====== The data ======

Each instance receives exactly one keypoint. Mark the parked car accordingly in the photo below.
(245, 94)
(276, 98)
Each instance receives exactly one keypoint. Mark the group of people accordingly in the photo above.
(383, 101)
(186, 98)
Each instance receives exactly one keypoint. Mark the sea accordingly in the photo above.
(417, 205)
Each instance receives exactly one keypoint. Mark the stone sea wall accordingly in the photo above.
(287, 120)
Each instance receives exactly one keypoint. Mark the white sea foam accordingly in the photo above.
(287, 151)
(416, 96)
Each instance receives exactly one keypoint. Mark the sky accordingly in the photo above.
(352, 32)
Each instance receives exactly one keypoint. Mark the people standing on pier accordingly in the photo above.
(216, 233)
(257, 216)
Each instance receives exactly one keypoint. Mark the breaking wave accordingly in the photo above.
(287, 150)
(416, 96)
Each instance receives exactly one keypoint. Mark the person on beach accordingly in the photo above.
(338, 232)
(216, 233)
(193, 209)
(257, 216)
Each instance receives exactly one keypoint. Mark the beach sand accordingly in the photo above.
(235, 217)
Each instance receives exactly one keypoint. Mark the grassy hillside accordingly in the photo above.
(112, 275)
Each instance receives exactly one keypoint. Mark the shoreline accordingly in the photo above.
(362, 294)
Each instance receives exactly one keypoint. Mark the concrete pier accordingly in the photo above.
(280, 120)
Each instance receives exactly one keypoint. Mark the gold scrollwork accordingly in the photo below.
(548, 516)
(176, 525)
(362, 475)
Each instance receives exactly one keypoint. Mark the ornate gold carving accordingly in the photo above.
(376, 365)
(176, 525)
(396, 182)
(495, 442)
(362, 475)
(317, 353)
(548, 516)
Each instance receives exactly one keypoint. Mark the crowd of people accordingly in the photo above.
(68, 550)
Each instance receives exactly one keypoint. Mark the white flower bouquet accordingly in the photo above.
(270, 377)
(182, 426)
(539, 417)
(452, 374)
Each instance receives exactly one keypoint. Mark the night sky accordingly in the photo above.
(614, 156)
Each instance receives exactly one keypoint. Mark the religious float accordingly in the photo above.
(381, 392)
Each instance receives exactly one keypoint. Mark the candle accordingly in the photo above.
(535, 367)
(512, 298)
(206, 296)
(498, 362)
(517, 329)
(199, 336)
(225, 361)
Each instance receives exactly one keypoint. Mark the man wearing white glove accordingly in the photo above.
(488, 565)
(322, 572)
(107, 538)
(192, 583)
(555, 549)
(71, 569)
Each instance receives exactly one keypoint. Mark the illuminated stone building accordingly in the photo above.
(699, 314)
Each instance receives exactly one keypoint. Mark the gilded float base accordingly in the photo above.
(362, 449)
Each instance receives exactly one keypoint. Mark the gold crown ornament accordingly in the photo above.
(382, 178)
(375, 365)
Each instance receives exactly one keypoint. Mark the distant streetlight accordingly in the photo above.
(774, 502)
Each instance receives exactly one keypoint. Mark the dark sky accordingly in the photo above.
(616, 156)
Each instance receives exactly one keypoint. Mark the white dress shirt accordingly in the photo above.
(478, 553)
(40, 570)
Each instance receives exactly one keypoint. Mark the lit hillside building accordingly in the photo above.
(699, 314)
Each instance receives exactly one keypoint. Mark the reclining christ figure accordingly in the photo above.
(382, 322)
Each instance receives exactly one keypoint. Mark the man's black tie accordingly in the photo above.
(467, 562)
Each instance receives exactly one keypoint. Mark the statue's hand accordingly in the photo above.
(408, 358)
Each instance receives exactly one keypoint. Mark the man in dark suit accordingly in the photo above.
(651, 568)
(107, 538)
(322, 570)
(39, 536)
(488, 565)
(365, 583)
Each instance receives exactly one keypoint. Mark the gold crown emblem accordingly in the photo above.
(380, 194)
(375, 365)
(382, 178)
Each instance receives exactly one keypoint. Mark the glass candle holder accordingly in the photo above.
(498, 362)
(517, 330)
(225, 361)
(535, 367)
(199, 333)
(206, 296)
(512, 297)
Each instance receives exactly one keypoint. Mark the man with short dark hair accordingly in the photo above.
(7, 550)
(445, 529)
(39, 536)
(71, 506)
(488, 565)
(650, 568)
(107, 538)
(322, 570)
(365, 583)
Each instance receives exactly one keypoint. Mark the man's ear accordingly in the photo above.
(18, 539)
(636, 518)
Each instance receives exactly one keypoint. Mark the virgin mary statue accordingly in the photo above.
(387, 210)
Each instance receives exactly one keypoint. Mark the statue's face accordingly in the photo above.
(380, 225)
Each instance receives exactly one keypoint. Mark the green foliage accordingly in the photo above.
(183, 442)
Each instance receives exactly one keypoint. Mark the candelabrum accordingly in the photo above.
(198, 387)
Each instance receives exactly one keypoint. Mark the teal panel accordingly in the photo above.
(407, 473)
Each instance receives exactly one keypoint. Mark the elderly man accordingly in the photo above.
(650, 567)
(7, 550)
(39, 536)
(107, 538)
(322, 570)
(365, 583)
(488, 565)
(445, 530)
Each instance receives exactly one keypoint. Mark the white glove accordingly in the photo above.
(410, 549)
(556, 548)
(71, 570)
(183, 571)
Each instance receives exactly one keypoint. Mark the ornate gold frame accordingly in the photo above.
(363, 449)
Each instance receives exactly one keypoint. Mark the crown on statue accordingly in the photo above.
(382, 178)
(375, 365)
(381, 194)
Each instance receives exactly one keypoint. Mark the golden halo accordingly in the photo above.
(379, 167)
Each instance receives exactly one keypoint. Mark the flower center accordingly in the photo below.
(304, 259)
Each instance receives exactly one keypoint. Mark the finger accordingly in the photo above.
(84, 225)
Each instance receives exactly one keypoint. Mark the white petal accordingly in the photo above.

======

Output the material again, line for line.

Each instance receives exactly one keypoint. Mark the parked car accordingly in the photo below.
(245, 94)
(276, 98)
Each instance receives exactly one keypoint. Mark the group of people accordingly in the photo above.
(383, 101)
(186, 98)
Each instance receives exactly one keypoint. Mark the sea accordingly in the photo above.
(417, 205)
Each instance receives exactly one keypoint. Mark the stone sea wall accordingly in the photo above.
(287, 120)
Each instance receives exactly one keypoint. Mark the white sea foam accordingly in the photo above.
(287, 151)
(416, 96)
Each instance receives exactly one keypoint. Mark the sky accordingly in the photo above.
(352, 32)
Each instance receives exactly one keypoint. Mark the people standing on pier accordingly in the photo above.
(216, 233)
(257, 216)
Each instance receives exactly one keypoint. Mark the breaking wave accordingly in the photo above.
(287, 150)
(416, 96)
Each instance receives exactly one keypoint. Mark the person on beach accordingly in the photo above.
(338, 232)
(216, 233)
(193, 209)
(257, 216)
Each instance receives exactly one keypoint. Mark the beach sand accordingly in the photo above.
(235, 217)
Each instance receives exactly one keypoint. Mark the grassy hillside accordingly in the photo above.
(112, 275)
Each instance receives exactly one keypoint. Mark the shoreline accordingly in the photo above.
(362, 294)
Each instance receives exactly one keypoint. Mark the concrete pier accordingly in the photo above.
(280, 120)
Each instance receives exactly one keypoint. Mark the gold scrollwork accordingly in the photo below.
(548, 516)
(176, 525)
(362, 475)
Each instance receives exactly one keypoint. Mark the ornate gold carving accordingly in the photo above.
(376, 365)
(176, 525)
(396, 182)
(495, 442)
(362, 475)
(317, 353)
(548, 516)
Each instance receives exactly one keypoint. Mark the crowd of people accordingly in the photo above.
(68, 550)
Each instance receives exactly one keypoint. Mark the white flower bouquet accordingly in the photo above.
(270, 377)
(182, 426)
(539, 417)
(452, 374)
Each instance receives exactly one keypoint. Mark the night sky accordingly in the photo above.
(614, 156)
Each instance receives exactly one keypoint. Mark the religious float accordingly in the photo above.
(381, 392)
Each instance receives exactly one keypoint. Mark the candle accordingly in the photo above.
(535, 367)
(512, 298)
(206, 296)
(498, 362)
(517, 329)
(199, 336)
(225, 361)
Each instance receives exactly one keypoint. Mark the man wearing white glove accordingly in the photo above.
(488, 565)
(322, 572)
(107, 538)
(192, 583)
(555, 549)
(71, 569)
Each instance receives exactly one keypoint. Mark the illuminated stone building accordingly in the photo above.
(699, 314)
Each instance receives exactly one keypoint. Mark the gilded float base accordingly in the photo above.
(362, 449)
Each instance receives exactly one keypoint. Mark the gold crown ornament accordingly in the photo above.
(382, 178)
(375, 365)
Each instance receives exactly one keypoint. Mark the distant streetlight accordingly in the photo above.
(774, 502)
Each instance receives exactly one keypoint. Mark the dark sky accordingly in the photo above.
(616, 156)
Each instance receives exactly one keypoint. Mark the white dress shirt accordingly in the photo above.
(478, 553)
(40, 570)
Each instance receives exactly one keypoint. Mark the lit hillside building accordingly in the photo above.
(699, 314)
Each instance receives exactly one keypoint. Mark the reclining christ figure accordingly in the photo above.
(382, 322)
Each instance receives exactly one keypoint. Mark the man's black tie accordingly in the photo above.
(467, 562)
Each instance receives exactly one keypoint. Mark the statue's hand accordingly in the photo above.
(408, 358)
Each instance receives exactly one keypoint. Mark the man in dark suit accordingly in the photo above.
(651, 568)
(107, 538)
(322, 570)
(39, 536)
(488, 565)
(365, 583)
Each instance receives exactly one keypoint. Mark the gold crown emblem accordingly in the photo above.
(380, 194)
(375, 365)
(382, 178)
Each instance receives exactly one keypoint. Mark the glass candle holder accordingly in the photo above.
(498, 362)
(517, 330)
(225, 361)
(535, 367)
(199, 333)
(206, 296)
(512, 297)
Each instance receives exactly one keypoint. Mark the man with short dark hair accordingly in the photo above.
(7, 550)
(445, 529)
(39, 536)
(71, 506)
(488, 565)
(650, 568)
(107, 538)
(322, 570)
(365, 583)
Each instance receives exactly one keypoint. Mark the man's ear accordingly in the photo above.
(18, 539)
(636, 518)
Each instance receives exactly one keypoint. Mark the virgin mary statue accordingly in the photo above.
(387, 210)
Each instance receives exactly one keypoint. Mark the statue's face accordingly in the photo above.
(380, 225)
Each instance receives exactly one keypoint. Mark the green foliage accordingly in the photo above.
(183, 442)
Each instance receives exactly one keypoint. Mark the candelabrum accordingly in the photo above.
(198, 387)
Each instance receives exactly one keypoint. Mark the teal panel accordingly in the photo above.
(407, 473)
Each instance receives exactly one keypoint. Mark the elderly man accordingly in the photo above.
(650, 567)
(7, 550)
(39, 536)
(107, 538)
(322, 570)
(365, 583)
(488, 565)
(445, 530)
Each instance receives exactly one keypoint. Mark the white glove accordingly in the photo above.
(410, 549)
(556, 548)
(71, 570)
(183, 571)
Each instance receives exactly one keypoint. Mark the ornate gold frame accordingly in the photo above.
(363, 449)
Each instance receives exactly one keypoint. Mark the crown on statue accordingly in the photo above.
(382, 178)
(375, 365)
(381, 194)
Each instance receives exactly one keypoint. Mark the golden halo accordingly in the photo above.
(379, 167)
Each instance receives exactly one keypoint. Mark the flower center accordingly in the photo below.
(304, 259)
Each instance receives exactly one keypoint. Mark the finger accordingly in the photo above.
(84, 225)
Each instance receives exactly one keypoint. Mark the white petal accordingly in the photo above.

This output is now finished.